▸ DOCUMENT SEGMENT
..............................

Extending this strategy to MSCs as a prospective allogeneic cell source, two major cell sheet-based strategies have been proposed in clinical and preclinical studies: (1) tissue replacement, especially focusing on cartilage regeneration in this review to introduce a unique allogeneic cell source, based on cell sheet differentiation into chondrocytes, and (2) tissue recovery employing cell sheet therapeutic cytokine production and paracrine signaling.
Tissue replacement: cartilage-derived MSC/chondrocyte sheet treatment
Cartilage regeneration has been an active target of diverse tissue engineering efforts due to the increasing incidence of cartilage injury, its lack of innate regenerative capacity [64], and outcomes from surgical bone marrow induction approaches (e.g. microfracture) that commonly result in fibrocartilage in contrast with hyaline cartilage found in native healthy articular surfaces [65–67]. Native cartilage contains self-renewing chondrocyte progenitors expressing MSC-related markers [68]. Isolated cells from cartilage de-differentiate into a fibroblastic morphology in vitro, and exhibit the capacities of colony-forming unit fibroblast (CFU-F) formation and multi-lineage differentiation [69,70]. Culture-expanded chondrocytes can re-differentiate into mature cartilaginous cells expressing cartilage-specific molecules under chondrogenic differentiation conditions [71,72]. These reports strongly suggest that cultured chondrocytes are one MSC type possessing strong chondrogenic capacity. Although nomenclature of cultured-expanded chondrocytes varies by schools (e.g. cartilage-derived stem/progenitor cells, chondroprogenitor cells, etc.), ‘chondrocytes’ in this review particularly denote in vitro-expanded cells derived from cartilage as one MSCs type, distinct from mature/differentiated chondrocytes existing in vivo.

..............................

▸ REQUIRED TASKS
a - Answer these about the cell sheet passage:
(i) What two major cell sheet-based strategies have been proposed for MSCs?
(ii) What tissue do surgical bone marrow induction approaches such as microfracture commonly result in?
(iii) What does the term 'chondrocytes' denote in this review?
b - Does each statement agree with the cell sheet passage? Answer yes or no, quoting the words that decide it.
(i) Cells isolated from cartilage keep their original chondrocyte morphology in vitro.
(ii) Native cartilage contains self-renewing progenitors that express MSC-related markers.
(iii) Cartilage has a strong innate capacity to regenerate.
c - Can you pick up the cell sheet passage after its last sentence and continue it?

..............................

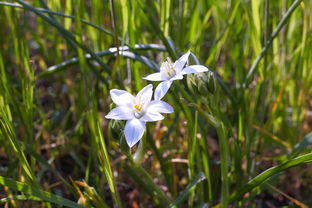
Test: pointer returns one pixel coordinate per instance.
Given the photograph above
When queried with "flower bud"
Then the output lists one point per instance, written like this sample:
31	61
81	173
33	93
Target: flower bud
201	83
115	128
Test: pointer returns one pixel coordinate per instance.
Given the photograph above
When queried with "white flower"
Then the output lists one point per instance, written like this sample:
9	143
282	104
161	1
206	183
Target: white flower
173	71
137	110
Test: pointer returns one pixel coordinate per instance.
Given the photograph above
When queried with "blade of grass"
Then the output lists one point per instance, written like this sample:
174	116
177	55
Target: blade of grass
189	188
60	67
269	42
36	192
65	33
264	176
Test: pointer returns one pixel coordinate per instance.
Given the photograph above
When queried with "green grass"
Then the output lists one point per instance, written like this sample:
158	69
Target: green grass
232	136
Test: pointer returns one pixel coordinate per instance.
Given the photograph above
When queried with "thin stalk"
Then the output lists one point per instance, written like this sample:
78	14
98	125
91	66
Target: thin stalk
60	15
149	181
224	154
65	33
111	51
267	174
269	42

..............................

▸ RESPONSE LIST
a -
(i) Tissue replacement, based on cell sheet differentiation into chondrocytes, and tissue recovery, employing cell sheet therapeutic cytokine production and paracrine signaling.
(ii) Fibrocartilage, in contrast with the hyaline cartilage found in native healthy articular surfaces.
(iii) In vitro-expanded cells derived from cartilage as one MSC type, distinct from mature/differentiated chondrocytes existing in vivo.

b -
(i) No: "Isolated cells from cartilage de-differentiate into a fibroblastic morphology in vitro"
(ii) Yes: "Native cartilage contains self-renewing chondrocyte progenitors expressing MSC-related markers"
(iii) No: "its lack of innate regenerative capacity"

c -
Various tissue engineering methods, either combined with or without biomaterials, have been developed with myriad clinical studies ongoing seeking to reliably regenerate cartilage [73–75]. However, to date, most human studies utilize autologous cells, such as matrix-associated autologous chondrocyte implantation (MACI). No gold standard clinical practice for cell-based chondral defect treatment exists due to the various limitations of current approaches, including the necessity for and expense of multiple surgeries, inconsistent donor tissue availability, donor cell quality, and potency [76,77].
Cell sheet engineering for cartilage repair
MACI has demonstrated better outcomes compared with bone marrow induction approaches [78]. However, its cost compared with microfracture is high, and reported graft delamination and fibrocartilage formation [79,80] may be attributed to low density, and dissociated chondrocyte colonization in the porcine collagen grafting matrix. Cell sheet technology can better address these clinical issues, grafting cell-dense scaffold-free patches directly to target tissue surfaces, preserving cell-cell communication and endogenous ECM presumed to promote chondrogenic re-differentiation based on previous basic studies [81,82]. Additionally, cell sheets conform to the shapes of various defects to better facilitate graft integration with host tissue, avoiding alignment and defect space-filling issues seen in grafts such as osteochondral allograft [83].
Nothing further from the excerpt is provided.